** Opening Selected passage block **

Normal Drilling Fluids: Though this type of drilling fluid is easy to describe, it is hard to define and even more difficult to find. In the field, a normal fluid generally means there is little effort expended to control the range of properties. As such, it is simple to make and control. General rules include:

  • It is used where no unexpected conditions occur
  • The mud will stabilize, so its properties are in the range required to control hole conditions
  • The chief problem is viscosity control

Formations usually drilled with this type of mud are shales and sands. Since viscosity is the major problem, the amount and condition of the colloidal clay is important. To do this, two general types of treatment are used:

Water soluble polyphosphates

  1. they reduce viscosity
  2. can be used alone or with tannins
  3. if filter cake and filtration control is required - add colloidal clay to system

Caustic Soda and Tannins

  1. they also reduce viscosity
  2. used under more severe conditions than phosphate treatment

Special Drilling Fluids: These drilling fluids are made to combat particular abnormal hole conditions or to accomplish specific objectives. These are:

  1. Special Objectives
    • faster penetration rates
    • greater protection to producing zones
  2. Abnormal Hole Conditions
    • long salt sections
    • high formation pressures

1 Comment

  1. Contamination of Water-Based Drilling Fluids: Hydraulics and hole cleaning optimization depends on the drilling fluid and its ability to carry out its required functions. This ability can be severely compromised by the presence of contaminants. A contaminant is any type of material that has a detrimental effect on the physical or chemical characteristics of a drilling fluid. What constitutes a contaminant in one type of drilling fluid may not necessarily be a contaminant in another. A contaminant can be a solid, liquid or gas, although solids are by far the most prevalent. Excessive solids, whether they are additives or come from the formation, lead to unfavorable rheological properties and slow the drilling rate. Most other contaminants are chemical in nature and require chemical treatment to restore fluid properties. While there are specific treatments for each contaminant, it is not always possible to remove the contaminant from the system. Some contaminants can be predicted and treated in advance of problems occurring. These “predictable” contaminants might include cement, make-up water, and sometimes salt, gypsum and acid gases such as hydrogen sulfide and carbon dioxide. Pretreatment can be advantageous as long as it is not excessive and does not adversely affect mud properties. Other contaminants may be unexpected and unpredictable, and their concentrations may increase only gradually.

** Closing Selected passage block **

Work item A: Based on the drilling fluids passage above, decide whether each statement agrees with the passage. Answer yes or no and quote the deciding words. (i) Caustic soda and tannins are used under more severe conditions than phosphate treatment. (ii) Solids are the least common type of contaminant. (iii) With a normal drilling fluid, filtration control is the chief problem.
Work item B: According to the drilling fluids passage above, which formations are usually drilled with normal drilling fluid?
Work item C: Continue the drilling fluids passage above from its last sentence.

** Opening Dataset records block **

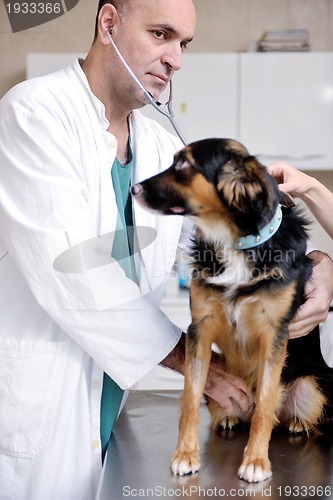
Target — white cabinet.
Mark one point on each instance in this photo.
(280, 105)
(286, 107)
(205, 96)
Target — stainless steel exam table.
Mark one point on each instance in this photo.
(145, 436)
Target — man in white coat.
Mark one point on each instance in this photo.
(80, 318)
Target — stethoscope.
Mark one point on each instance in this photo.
(161, 108)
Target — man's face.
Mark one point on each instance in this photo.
(151, 39)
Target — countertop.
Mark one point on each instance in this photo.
(145, 436)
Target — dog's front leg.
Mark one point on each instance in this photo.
(256, 465)
(198, 353)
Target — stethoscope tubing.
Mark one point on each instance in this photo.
(157, 105)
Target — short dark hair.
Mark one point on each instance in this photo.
(118, 4)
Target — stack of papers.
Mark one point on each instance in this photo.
(287, 40)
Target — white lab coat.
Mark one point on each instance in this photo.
(66, 315)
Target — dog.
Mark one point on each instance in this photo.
(249, 269)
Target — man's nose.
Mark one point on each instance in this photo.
(173, 57)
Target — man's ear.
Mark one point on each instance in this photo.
(108, 19)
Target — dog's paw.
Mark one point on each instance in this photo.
(184, 462)
(255, 471)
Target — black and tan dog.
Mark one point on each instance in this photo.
(249, 270)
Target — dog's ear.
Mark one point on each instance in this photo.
(240, 184)
(286, 200)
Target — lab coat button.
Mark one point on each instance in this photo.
(113, 142)
(96, 384)
(95, 443)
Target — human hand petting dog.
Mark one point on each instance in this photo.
(319, 293)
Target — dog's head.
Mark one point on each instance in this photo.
(214, 180)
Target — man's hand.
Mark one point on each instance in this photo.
(319, 293)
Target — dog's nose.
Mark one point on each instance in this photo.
(136, 189)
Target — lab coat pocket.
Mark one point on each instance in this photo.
(31, 377)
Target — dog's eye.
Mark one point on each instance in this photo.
(181, 164)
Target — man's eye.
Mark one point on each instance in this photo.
(159, 34)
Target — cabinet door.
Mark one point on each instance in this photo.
(204, 97)
(286, 107)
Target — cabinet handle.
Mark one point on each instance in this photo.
(294, 157)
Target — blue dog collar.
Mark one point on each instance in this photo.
(253, 240)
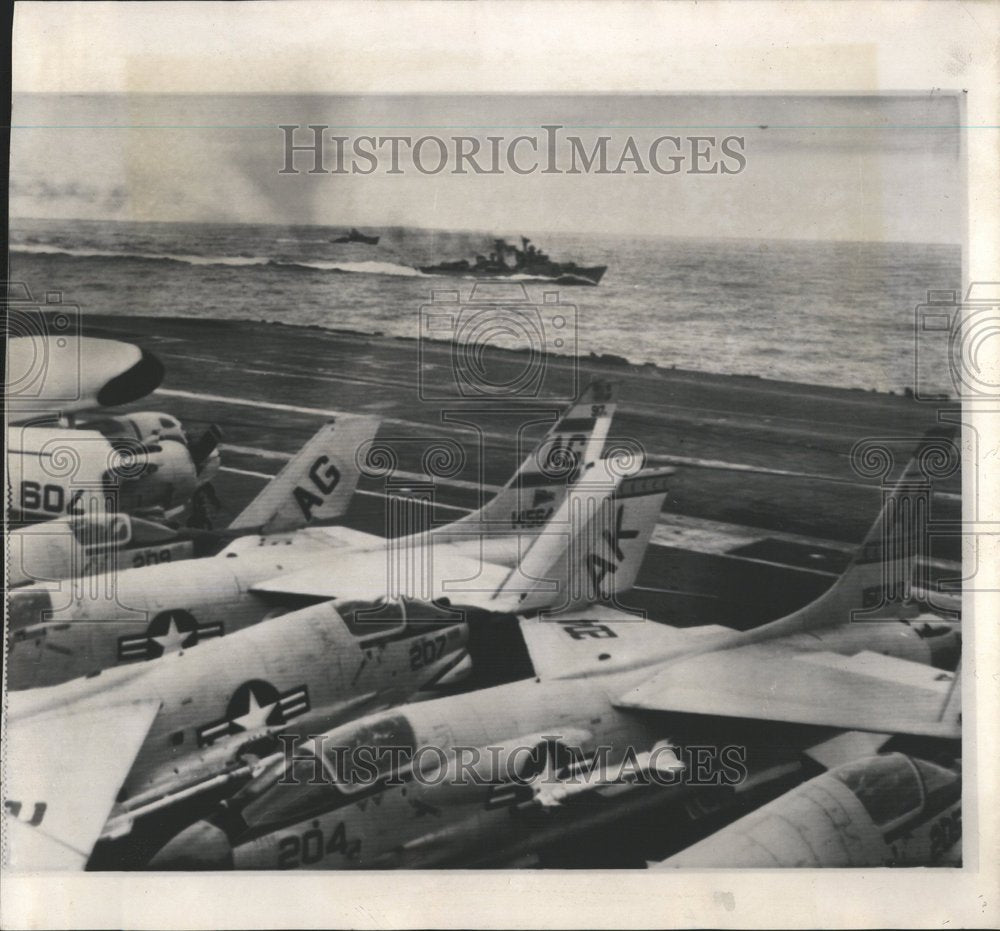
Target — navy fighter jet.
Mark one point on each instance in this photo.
(315, 486)
(138, 614)
(197, 720)
(67, 456)
(615, 705)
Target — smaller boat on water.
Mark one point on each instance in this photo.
(527, 262)
(355, 236)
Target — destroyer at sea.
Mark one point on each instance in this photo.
(526, 263)
(356, 236)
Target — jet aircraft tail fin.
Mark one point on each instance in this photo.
(541, 484)
(317, 484)
(591, 549)
(885, 577)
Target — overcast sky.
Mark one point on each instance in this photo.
(883, 168)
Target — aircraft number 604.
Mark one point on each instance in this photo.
(48, 498)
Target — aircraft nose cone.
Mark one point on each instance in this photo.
(27, 608)
(202, 846)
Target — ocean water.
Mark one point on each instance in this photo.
(813, 312)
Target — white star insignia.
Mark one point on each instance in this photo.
(256, 714)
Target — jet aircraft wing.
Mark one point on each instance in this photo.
(391, 572)
(776, 682)
(62, 773)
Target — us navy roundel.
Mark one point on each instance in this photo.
(254, 705)
(171, 630)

** Closing Dataset records block **

Expected output A:
(i) Yes: "used under more severe conditions than phosphate treatment"
(ii) No: "solids are by far the most prevalent"
(iii) No: "The chief problem is viscosity control"

Expected output B: Shales and sands.

Expected output C:
    Eventually, the contaminant shows its effect by altering the fluid properties. This change in fluid properties often occurs at times when deflocculants are expended at high downhole temperatures. It is essential to keep accurate records of drilling fluid properties to ensure that any gradual buildup of a contaminant is monitored and detected. It should be noted that water chemistry is more straightforward than the chemistry of drilling fluids. Organic materials not only interfere with the accuracy of titrations, but they also interfere with the treatment. For example, the addition of calcium ion to remove carbonates may result in the formation of calcium salts of organic acids (reaction between Ca++ and lignite) and calcium silicates. Both of these reactions are undesirable, but unavoidable. Treating contaminants, therefore, should be preceded by pilot testing and then, treating should be done with caution, particularly when high density fluids are involved. Since changes in physical mud properties such as increased rheology and fluid loss due to flocculation are similar regardless of which chemical contaminant is present, the changes in physical properties indicate only that a contaminant exists. An analysis of the changes in chemical properties is necessary to identify the contaminant. The salt or chlorides concentration of the mud is monitored as an indicator of contamination. The salt contamination may come from water used to make mud, salt beds or from saline formation waters.